Un asunto central que quisiera aquí destacar es que lo que en un principio parecía ser una decisión irresponsable terminó por develarse como un proyecto criminal. Desde temprano en el sexenio, y cada vez con mayor intensidad, se alzaron voces críticas que condenaron la mala planeación de la guerra y su peor implementación. Entre las principales denuncias estaban la falta de objetivos más allá del “descabezamiento” de algunos cárteles; el uso de las fuerzas armadas, en contra del marco legal, sin regulación ni plazo definido; las continuas violaciones contra los derechos humanos; y el discurso de odio promovido desde la misma presidencia, que no reparaba en justificar el rápido aumento de asesinatos bajo el argumento de que los muertos eran criminales. 

Sin embargo, junto a estas críticas, comenzaron a aparecer testimonios que apuntaban hacia otra narrativa del proceso: no se trataba de una decisión equivocada sino de un perverso plan. El entonces diputado Manuel Clouthier, a inicios del 2010, fue de los primeros en acusar públicamente al gobierno federal de brindar apoyo al Cartel de Sinaloa. Ese mismo año, en Los señores del narco, Anabel Hernández señaló que Joaquín Guzmán había establecido un pacto con los gobiernos panistas, desde el sexenio de Fox, y que la guerra de Calderón habría tenido entre sus principales objetivos fortalecer a su grupo criminal. En las denuncias de Hernández una figura apareció entonces como central: Genaro García Luna. Además de presentar al Secretario de Seguridad Pública de todo el sexenio de Calderón como el principal operador de la alianza con el crimen, la periodista denunció haber recibido amenazas de muerte de dicho funcionario.

En el mismo 2010, en una de las escasas conferencias de prensa que dio Calderón como presidente –eran otros tiempos– el mandatario fue cuestionado sobre estas acusaciones a las que respondió con lo que pronto se convertiría en una de sus muletillas favoritas: “es absolutamente falso”. Hoy sabemos que lo que entonces se hizo público había sido comunicado cuando menos dos años antes al mismo Calderón por quien fuera el comisario de la Policía Federal Preventiva, quien terminaría siendo encarcelado.

| TAREA ASIGNADA A |
Reproduce tal cual las líneas de los registros comprendidas entre la que contiene "segment stone monument, all instances" y la que contiene "Return the outline of every instance of the stone", ambas incluidas.
Los registros no guardan relación alguna con el documento.

| REGISTROS EXTRAÍDOS |

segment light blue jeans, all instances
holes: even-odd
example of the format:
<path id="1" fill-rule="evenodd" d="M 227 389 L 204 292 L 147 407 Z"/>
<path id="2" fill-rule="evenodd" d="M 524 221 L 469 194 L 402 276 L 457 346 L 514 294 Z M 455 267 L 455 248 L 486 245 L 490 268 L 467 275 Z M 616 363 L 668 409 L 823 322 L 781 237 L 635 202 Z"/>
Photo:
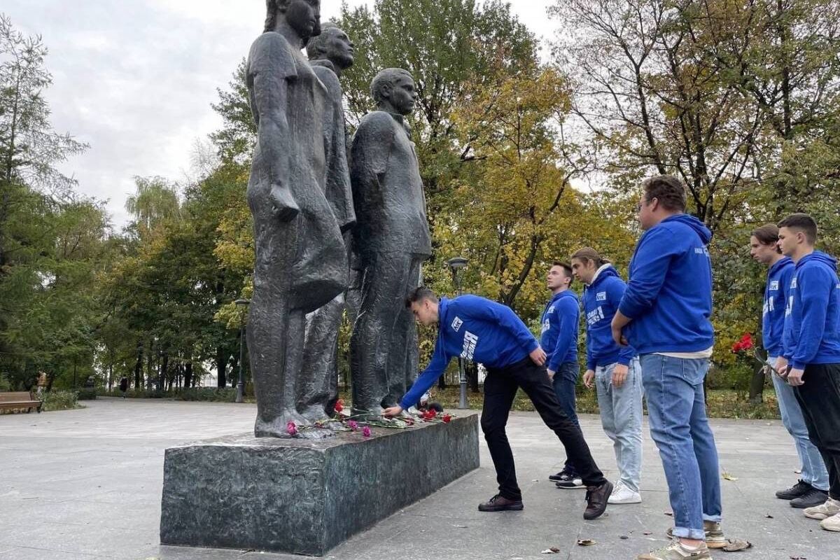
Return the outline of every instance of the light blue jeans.
<path id="1" fill-rule="evenodd" d="M 767 361 L 774 365 L 776 357 L 771 356 Z M 827 492 L 828 472 L 826 470 L 826 463 L 822 461 L 819 449 L 811 442 L 808 428 L 805 425 L 805 418 L 802 417 L 802 409 L 796 401 L 793 387 L 775 374 L 770 374 L 770 377 L 773 378 L 773 386 L 776 390 L 776 400 L 779 401 L 779 411 L 782 415 L 782 424 L 793 437 L 799 460 L 802 463 L 802 480 L 816 489 Z"/>
<path id="2" fill-rule="evenodd" d="M 621 387 L 612 385 L 612 370 L 617 364 L 595 369 L 595 386 L 604 433 L 612 440 L 619 479 L 638 492 L 642 470 L 642 374 L 638 359 L 633 359 Z"/>
<path id="3" fill-rule="evenodd" d="M 659 449 L 674 510 L 674 536 L 705 540 L 703 521 L 721 521 L 721 474 L 703 399 L 706 359 L 639 357 L 650 435 Z"/>

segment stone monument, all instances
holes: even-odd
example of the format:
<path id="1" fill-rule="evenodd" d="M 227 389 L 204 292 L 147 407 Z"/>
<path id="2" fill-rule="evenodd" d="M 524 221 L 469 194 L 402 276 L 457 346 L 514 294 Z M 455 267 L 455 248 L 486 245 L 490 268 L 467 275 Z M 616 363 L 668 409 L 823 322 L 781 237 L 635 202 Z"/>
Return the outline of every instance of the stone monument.
<path id="1" fill-rule="evenodd" d="M 327 177 L 327 200 L 336 216 L 345 217 L 353 214 L 353 193 L 347 168 L 349 145 L 339 78 L 353 65 L 353 48 L 347 34 L 330 23 L 323 24 L 321 34 L 307 44 L 312 70 L 328 92 L 328 103 L 323 119 L 324 145 L 327 161 L 333 162 L 333 165 L 329 166 L 332 173 Z M 347 218 L 340 221 L 345 224 L 342 229 L 347 243 L 354 215 L 353 221 Z M 301 378 L 307 387 L 303 416 L 311 422 L 331 417 L 339 398 L 339 332 L 346 307 L 345 293 L 339 294 L 306 317 L 305 359 Z"/>
<path id="2" fill-rule="evenodd" d="M 284 437 L 288 422 L 324 416 L 324 403 L 318 411 L 311 402 L 312 379 L 301 375 L 305 316 L 347 287 L 341 229 L 354 216 L 342 193 L 346 154 L 324 139 L 327 133 L 343 139 L 344 122 L 336 130 L 335 99 L 301 52 L 321 33 L 318 3 L 269 0 L 265 33 L 248 58 L 257 123 L 248 184 L 256 246 L 248 348 L 257 437 Z"/>
<path id="3" fill-rule="evenodd" d="M 418 369 L 417 327 L 405 301 L 432 254 L 426 199 L 406 116 L 414 80 L 389 68 L 374 78 L 377 110 L 353 139 L 350 180 L 361 268 L 361 303 L 350 338 L 354 413 L 378 416 L 406 393 Z"/>
<path id="4" fill-rule="evenodd" d="M 347 288 L 342 232 L 354 222 L 354 205 L 338 74 L 348 60 L 332 54 L 333 47 L 352 51 L 346 35 L 328 28 L 329 60 L 310 65 L 301 49 L 321 32 L 319 2 L 266 4 L 265 33 L 251 48 L 247 73 L 258 126 L 248 186 L 256 245 L 248 329 L 256 425 L 254 434 L 166 450 L 160 542 L 323 555 L 477 468 L 478 421 L 470 415 L 402 429 L 380 423 L 370 432 L 370 426 L 333 432 L 312 425 L 326 416 L 333 391 L 339 298 Z M 365 310 L 376 314 L 355 333 L 357 352 L 370 352 L 363 365 L 376 369 L 354 381 L 360 398 L 374 395 L 370 402 L 377 406 L 396 402 L 407 372 L 417 370 L 402 298 L 429 253 L 417 156 L 401 122 L 413 102 L 413 81 L 402 71 L 381 77 L 375 81 L 380 107 L 393 114 L 371 113 L 363 122 L 354 149 L 363 191 L 353 195 L 365 210 L 358 239 Z M 391 325 L 386 315 L 398 321 Z M 377 341 L 402 346 L 383 353 Z M 395 379 L 384 377 L 381 356 L 394 364 Z M 297 437 L 287 422 L 300 427 Z"/>

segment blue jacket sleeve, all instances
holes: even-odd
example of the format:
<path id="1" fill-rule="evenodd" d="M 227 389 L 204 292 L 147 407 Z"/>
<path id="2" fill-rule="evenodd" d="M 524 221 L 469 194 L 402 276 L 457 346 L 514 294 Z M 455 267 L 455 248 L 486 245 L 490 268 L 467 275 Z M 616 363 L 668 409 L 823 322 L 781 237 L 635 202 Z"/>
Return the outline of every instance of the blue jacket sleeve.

| TAREA ASIGNADA B |
Devuelve sin ningún cambio el fragmento del documento que va de "Un asunto central" a "muertos eran criminales.", ambos incluidos.

| RESPUESTA A |
segment stone monument, all instances
holes: even-odd
example of the format:
<path id="1" fill-rule="evenodd" d="M 227 389 L 204 292 L 147 407 Z"/>
<path id="2" fill-rule="evenodd" d="M 524 221 L 469 194 L 402 276 L 457 346 L 514 294 Z M 455 267 L 455 248 L 486 245 L 490 268 L 467 275 Z M 616 363 L 668 409 L 823 322 L 781 237 L 635 202 Z"/>
Return the outline of every instance of the stone monument.

| RESPUESTA B |
Un asunto central que quisiera aquí destacar es que lo que en un principio parecía ser una decisión irresponsable terminó por develarse como un proyecto criminal. Desde temprano en el sexenio, y cada vez con mayor intensidad, se alzaron voces críticas que condenaron la mala planeación de la guerra y su peor implementación. Entre las principales denuncias estaban la falta de objetivos más allá del “descabezamiento” de algunos cárteles; el uso de las fuerzas armadas, en contra del marco legal, sin regulación ni plazo definido; las continuas violaciones contra los derechos humanos; y el discurso de odio promovido desde la misma presidencia, que no reparaba en justificar el rápido aumento de asesinatos bajo el argumento de que los muertos eran criminales.